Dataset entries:
::::::::

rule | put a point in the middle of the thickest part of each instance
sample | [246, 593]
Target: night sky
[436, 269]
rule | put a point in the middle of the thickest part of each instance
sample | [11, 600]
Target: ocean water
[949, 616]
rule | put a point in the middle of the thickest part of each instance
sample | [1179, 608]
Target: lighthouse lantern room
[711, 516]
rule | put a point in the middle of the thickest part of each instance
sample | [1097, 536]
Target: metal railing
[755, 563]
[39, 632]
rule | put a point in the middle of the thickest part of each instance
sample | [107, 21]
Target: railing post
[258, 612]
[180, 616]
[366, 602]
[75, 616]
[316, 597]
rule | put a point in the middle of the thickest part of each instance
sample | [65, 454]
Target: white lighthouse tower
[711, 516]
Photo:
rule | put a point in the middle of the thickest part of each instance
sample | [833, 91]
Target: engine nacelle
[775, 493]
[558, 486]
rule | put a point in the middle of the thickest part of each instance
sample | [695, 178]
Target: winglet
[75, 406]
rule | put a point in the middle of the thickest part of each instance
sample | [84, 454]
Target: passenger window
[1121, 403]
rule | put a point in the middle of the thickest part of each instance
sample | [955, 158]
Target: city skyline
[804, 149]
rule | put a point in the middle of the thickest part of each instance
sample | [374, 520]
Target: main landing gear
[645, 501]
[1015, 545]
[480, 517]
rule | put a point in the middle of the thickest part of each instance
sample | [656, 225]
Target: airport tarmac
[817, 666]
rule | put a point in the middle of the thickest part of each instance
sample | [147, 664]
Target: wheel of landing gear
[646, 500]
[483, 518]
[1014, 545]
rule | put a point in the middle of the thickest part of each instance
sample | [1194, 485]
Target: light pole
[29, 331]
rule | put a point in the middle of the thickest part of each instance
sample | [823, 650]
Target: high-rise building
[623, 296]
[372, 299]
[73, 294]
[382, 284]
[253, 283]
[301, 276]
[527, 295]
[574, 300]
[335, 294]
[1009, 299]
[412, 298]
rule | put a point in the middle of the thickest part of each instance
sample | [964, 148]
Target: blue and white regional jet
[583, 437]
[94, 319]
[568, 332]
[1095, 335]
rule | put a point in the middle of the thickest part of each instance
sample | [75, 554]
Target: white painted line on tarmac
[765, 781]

::::::::

Starting with the first line above and ending with the line that holds "sample | [147, 664]", restate each line word for word and add nothing else.

Final answer:
rule | put a point in the middle of the thickest part of each instance
sample | [246, 593]
Target: night sky
[436, 269]
rule | put a point in the middle of the thickest part of each instance
sample | [11, 600]
Target: ocean water
[949, 616]
rule | put a point in the middle of the thickest part of each instance
sample | [1179, 608]
Target: lighthouse lantern room
[711, 516]
rule | put a point in the middle of the thickest part of each instance
sample | [1097, 536]
Target: metal railing
[755, 563]
[39, 632]
rule | put a point in the middle of the thickest part of each instance
sample | [107, 21]
Target: railing post
[258, 612]
[180, 616]
[366, 602]
[75, 616]
[316, 597]
rule | put a point in the middle of the thickest part of each instance
sample | [65, 454]
Target: white lighthouse tower
[711, 516]
Photo:
rule | put a point in the middle of the thickest part of each instance
sample | [833, 91]
Target: engine nacelle
[775, 493]
[558, 486]
rule | put a point in the middle of the thickest part of each instance
sample | [695, 178]
Target: winglet
[75, 406]
rule | put a point in the middle of the thickest part of each instance
sample | [84, 454]
Target: passenger window
[1121, 403]
rule | put a point in the middle of the thickest part of each instance
sample | [955, 158]
Target: city skyline
[804, 149]
rule | put a point in the middle of the thickest part of each instance
sample | [374, 520]
Target: main landing gear
[645, 501]
[1015, 545]
[480, 517]
rule | put a point in the middle of the thickest part of each instance
sample | [656, 225]
Target: airport tarmac
[817, 666]
rule | put a point in the middle of the thickest part of each instance
sample | [147, 664]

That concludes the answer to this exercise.